[Texto del documento]
El abuso de la Historia para el regateo económico es mal recurso en una UE empeñada en superarla

Xavier Vidal-Folch

El primer ministro griego, Alexis Tsipras, se encontrará hoy, por vez primera cara a cara, con la canciller alemana, Angela Merkel, en una cumbre europea exprés. Ojalá todos entiendan que son socios, aunque rivales. Jamás enemigos.

Hasta ahora, Syriza ha practicado un antigermanismo de brocha gorda, a veces trufado de antinazismo, o escudado en él. Su programa electoral para el 25 de enero postulaba (ya no) una conferencia internacional sobre la deuda griega. Como la de Londres, que en 1953 resolvió, mediante fuertes quitas, las reparaciones alemanas pendientes de las dos guerras mundiales.

Alexis Tsipras rindió el 26 de enero, inmediatamente después de jurar su cargo, un (hermoso y emotivo) homenaje a los dos centenares de rojos de la Resistencia asesinados en el campo de Kesarianí —a las afueras de Atenas— por las tropas hitlerianas, el 1 de mayo de 1944.

Su rutilante ministro de Economía, Yanis Varoufakis, advirtió en Berlín a su colega Wolfgang Schaüble, el 5 de febrero, tras un áspero pulso negociador, que él debía comprender especialmente, en su calidad de ciudadano alemán, cómo una crisis brutal “puede romper el huevo de la serpiente”. Y le añadió, en medio de un perceptible trémolo de los intérpretes, que esa misma noche debería sentarse en el Parlamento junto a los diputados de Aurora Dorada, que “no es un partido neonazi, sino nazi”.

El propio Tsipras reclamó a Alemania en su investidura, el 8 de febrero, el pago de compensaciones a la ocupación de Grecia por la Wermacht. A lo que el vicecanciller alemán, el socialdemócrata Sigmar Gabriel, respondió que el asunto se saldó con la adhesión formal de Atenas al Tratado 2+4. Ese tratado fue firmado en 1990 por las dos alemanias y los cuatro vencedores de la segunda gran guerra, las potencias ocupantes: EE UU, Rusia, Francia y Reino Unido. El documento resolvió los flecos jurídicos de la reunificación alemana, emprendida y culminada con extrema celeridad por el canciller Helmut Kohl.

[Lo que se pide] Continúa el artículo sobre las tensiones entre Grecia y Alemania a partir de su última frase.

Datos de anotación de la ubicación de objetos:
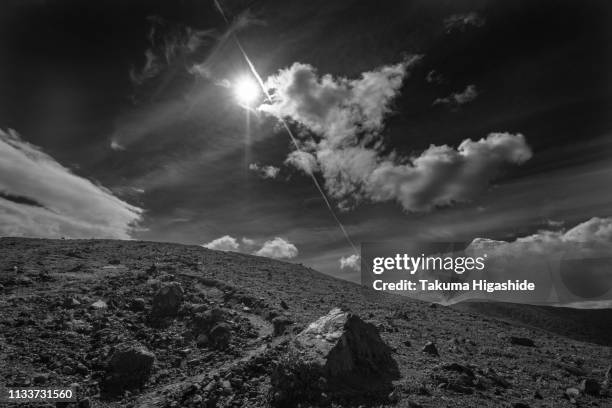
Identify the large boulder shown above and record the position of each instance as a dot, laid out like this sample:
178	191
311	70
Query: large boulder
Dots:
168	299
338	357
129	367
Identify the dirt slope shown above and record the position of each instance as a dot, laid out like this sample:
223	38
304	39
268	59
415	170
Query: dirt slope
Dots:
54	331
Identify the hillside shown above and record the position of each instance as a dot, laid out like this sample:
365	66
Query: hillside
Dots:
69	308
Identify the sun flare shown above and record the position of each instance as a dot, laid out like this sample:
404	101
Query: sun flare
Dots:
246	90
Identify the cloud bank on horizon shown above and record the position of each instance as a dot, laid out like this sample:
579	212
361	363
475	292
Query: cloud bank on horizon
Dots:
343	120
41	198
277	248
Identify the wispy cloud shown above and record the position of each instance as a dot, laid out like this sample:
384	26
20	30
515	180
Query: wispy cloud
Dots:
277	248
351	262
461	22
264	171
343	119
457	99
42	198
224	243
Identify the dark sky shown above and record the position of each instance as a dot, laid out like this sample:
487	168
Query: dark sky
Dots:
74	80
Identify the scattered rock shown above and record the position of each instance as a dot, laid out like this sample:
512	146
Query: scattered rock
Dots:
99	305
40	379
168	300
590	386
280	324
522	341
138	304
337	356
430	348
220	335
129	367
572	394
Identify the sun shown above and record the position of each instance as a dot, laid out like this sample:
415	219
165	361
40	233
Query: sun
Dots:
246	90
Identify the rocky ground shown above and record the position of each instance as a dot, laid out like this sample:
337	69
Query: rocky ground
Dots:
141	324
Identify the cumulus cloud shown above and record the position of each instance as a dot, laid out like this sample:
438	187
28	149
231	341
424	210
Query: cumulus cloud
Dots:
351	262
42	198
264	171
567	266
461	22
343	119
278	248
225	243
455	100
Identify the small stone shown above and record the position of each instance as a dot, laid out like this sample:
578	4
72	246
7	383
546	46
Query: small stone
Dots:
590	386
82	369
168	300
85	403
430	348
522	341
138	304
202	340
572	394
99	305
40	379
68	370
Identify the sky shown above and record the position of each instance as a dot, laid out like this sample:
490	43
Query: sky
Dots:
428	119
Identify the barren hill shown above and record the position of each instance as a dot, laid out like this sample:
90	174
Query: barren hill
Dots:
152	324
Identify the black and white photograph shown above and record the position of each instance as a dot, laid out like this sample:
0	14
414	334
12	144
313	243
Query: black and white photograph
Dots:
304	204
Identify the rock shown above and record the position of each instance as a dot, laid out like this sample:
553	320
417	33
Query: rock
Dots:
40	379
129	367
458	368
590	386
338	355
85	403
81	369
168	300
71	303
430	348
68	370
138	304
280	323
205	321
99	305
572	394
202	340
220	335
522	341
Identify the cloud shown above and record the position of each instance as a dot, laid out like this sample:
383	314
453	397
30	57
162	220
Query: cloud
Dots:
169	42
567	266
461	22
351	262
455	100
303	161
278	248
225	243
434	77
341	120
264	171
41	198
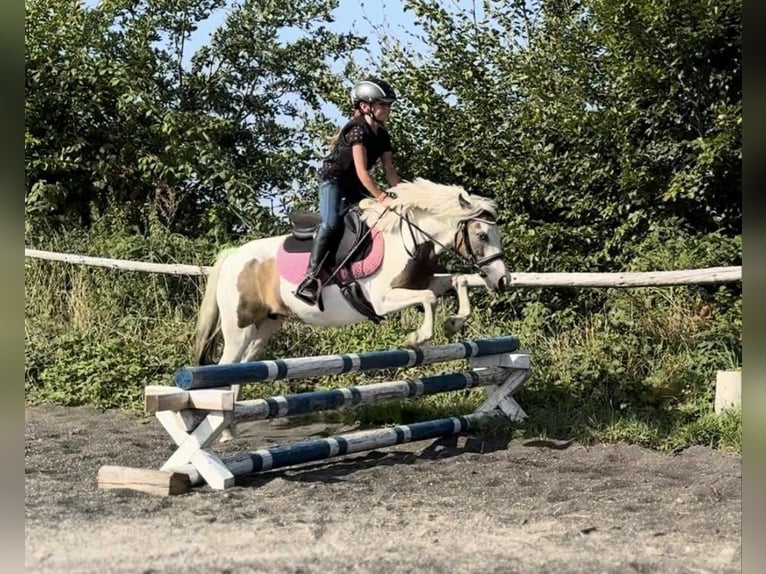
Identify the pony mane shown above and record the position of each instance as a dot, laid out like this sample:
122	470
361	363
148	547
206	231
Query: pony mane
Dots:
441	201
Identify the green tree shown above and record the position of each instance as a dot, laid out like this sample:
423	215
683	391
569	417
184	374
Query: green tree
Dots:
591	122
117	114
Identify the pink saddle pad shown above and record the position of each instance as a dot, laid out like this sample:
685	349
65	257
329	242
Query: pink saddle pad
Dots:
292	266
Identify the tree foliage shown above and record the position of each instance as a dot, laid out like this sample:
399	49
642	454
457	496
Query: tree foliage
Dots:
593	123
117	113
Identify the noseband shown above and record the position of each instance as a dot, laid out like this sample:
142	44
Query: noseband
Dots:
472	258
461	234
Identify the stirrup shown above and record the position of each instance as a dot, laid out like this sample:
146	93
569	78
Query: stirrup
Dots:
310	298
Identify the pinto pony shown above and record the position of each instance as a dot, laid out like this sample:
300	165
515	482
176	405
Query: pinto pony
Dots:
250	290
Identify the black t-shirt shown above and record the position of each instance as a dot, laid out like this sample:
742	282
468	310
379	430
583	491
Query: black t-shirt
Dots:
339	164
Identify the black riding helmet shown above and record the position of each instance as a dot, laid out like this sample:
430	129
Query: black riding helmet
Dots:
372	90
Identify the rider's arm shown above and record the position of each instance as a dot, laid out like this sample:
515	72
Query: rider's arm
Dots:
359	153
392	176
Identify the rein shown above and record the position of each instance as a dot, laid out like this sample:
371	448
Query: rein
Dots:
462	231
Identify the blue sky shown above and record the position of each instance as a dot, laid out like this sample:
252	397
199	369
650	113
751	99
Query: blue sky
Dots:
370	18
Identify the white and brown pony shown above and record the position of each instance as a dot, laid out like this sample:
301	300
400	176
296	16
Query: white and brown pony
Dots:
249	291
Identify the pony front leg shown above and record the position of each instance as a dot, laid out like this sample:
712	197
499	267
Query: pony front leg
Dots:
441	283
398	299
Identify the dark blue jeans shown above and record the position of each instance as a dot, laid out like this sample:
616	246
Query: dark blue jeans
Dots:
330	206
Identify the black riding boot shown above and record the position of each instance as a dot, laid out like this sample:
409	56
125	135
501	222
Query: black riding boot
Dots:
308	290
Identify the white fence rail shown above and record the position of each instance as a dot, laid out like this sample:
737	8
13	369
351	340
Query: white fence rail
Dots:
621	279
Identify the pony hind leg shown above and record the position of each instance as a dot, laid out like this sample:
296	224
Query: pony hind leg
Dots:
250	343
237	341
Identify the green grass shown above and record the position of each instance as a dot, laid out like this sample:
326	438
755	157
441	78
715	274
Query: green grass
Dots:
632	365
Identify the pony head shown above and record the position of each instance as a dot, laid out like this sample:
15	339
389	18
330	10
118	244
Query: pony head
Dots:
456	218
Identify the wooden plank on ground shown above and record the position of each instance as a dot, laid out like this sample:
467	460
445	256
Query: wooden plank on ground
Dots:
157	482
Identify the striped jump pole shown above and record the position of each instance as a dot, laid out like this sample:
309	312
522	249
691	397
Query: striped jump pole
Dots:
315	401
197	411
314	450
212	376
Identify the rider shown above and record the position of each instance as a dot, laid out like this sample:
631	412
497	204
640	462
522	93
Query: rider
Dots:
345	172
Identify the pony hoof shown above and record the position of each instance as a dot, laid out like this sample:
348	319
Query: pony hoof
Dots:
414	340
226	435
453	325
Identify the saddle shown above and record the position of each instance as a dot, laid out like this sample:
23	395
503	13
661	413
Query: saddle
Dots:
356	251
354	240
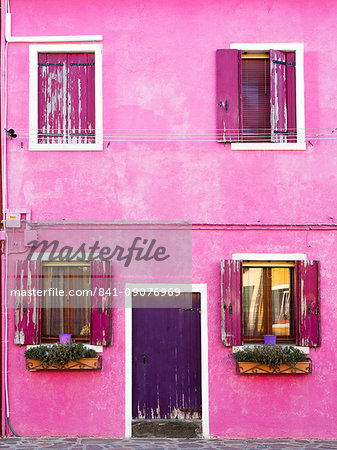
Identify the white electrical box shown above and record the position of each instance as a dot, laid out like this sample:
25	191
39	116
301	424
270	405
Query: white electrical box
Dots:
13	220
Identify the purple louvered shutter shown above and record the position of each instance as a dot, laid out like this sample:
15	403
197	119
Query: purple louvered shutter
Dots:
278	96
291	96
27	307
231	300
52	98
81	97
228	92
308	303
101	311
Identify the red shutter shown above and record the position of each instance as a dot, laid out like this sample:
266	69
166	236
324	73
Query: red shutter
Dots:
101	312
27	307
278	96
231	288
308	303
52	98
291	96
81	97
228	92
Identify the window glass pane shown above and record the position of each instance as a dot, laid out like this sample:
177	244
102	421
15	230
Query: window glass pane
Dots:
79	284
281	309
253	301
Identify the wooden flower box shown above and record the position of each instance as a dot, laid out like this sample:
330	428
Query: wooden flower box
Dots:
34	365
251	368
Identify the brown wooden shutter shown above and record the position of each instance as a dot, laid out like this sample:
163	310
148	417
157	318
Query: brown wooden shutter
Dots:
231	302
228	92
27	307
81	97
308	303
52	98
101	308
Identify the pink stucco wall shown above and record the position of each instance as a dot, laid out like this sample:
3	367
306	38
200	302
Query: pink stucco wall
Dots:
159	74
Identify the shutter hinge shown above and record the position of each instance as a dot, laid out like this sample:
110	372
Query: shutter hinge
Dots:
283	63
189	309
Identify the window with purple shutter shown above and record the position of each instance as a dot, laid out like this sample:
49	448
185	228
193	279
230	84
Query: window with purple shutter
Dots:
256	96
308	303
66	98
270	298
88	318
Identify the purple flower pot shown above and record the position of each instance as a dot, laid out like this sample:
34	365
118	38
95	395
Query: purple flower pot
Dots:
65	338
269	339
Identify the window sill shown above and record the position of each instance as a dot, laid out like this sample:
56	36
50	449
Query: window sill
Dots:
98	348
269	146
34	365
305	350
65	147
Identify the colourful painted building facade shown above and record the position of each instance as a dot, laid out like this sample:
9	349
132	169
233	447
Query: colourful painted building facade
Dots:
124	113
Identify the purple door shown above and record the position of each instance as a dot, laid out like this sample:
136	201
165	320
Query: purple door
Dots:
166	362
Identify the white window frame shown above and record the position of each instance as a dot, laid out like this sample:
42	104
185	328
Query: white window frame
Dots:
34	50
298	48
195	288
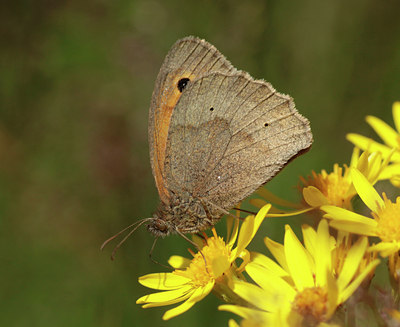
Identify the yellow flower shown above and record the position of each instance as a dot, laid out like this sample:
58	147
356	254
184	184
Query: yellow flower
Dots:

[Respuesta]
En todo caso, la responsabilidad política de Alemania por las agresiones, disparates y destrozos de su período nacionalsocialista está ya sobradamente saldada. Y desde hace tiempo. La República Federal es un Estado plenamente democrático. Y en muchos aspectos —como la transparencia, el equilibrio institucional, el respeto al legislativo y al judicial, o la extrema seriedad (no siempre feliz) de su compromiso europeo— resulta ejemplar dentro de la UE. Las cuentas históricas y morales son de otro orden, se sustancian en tableros distintos. No deben asomar a las mesas de negociaciones del club.

La Europa comunitaria encarna justamente la lucha contra los estigmas de la historia continental, mediante la reconciliación y asociación de los antiguos enemigos. Esos estigmas se evaporan desactivando la fricción nacionalista, casi siempre basada, no en la Historia, sino en el historicismo utilizado como arma militante de la división.

Cosa distinta es que Alemania y otros acreedores deban hacerse corresponsable —junto a los deudores— del cataclismo social cogenerado por su política económica de desmedida austeridad, a lo Bundesbank. Pero para lograrlo, no todo vale. No vale echar el sangriento bigote de Adolf Hitler a la cara, blanca, de Angela.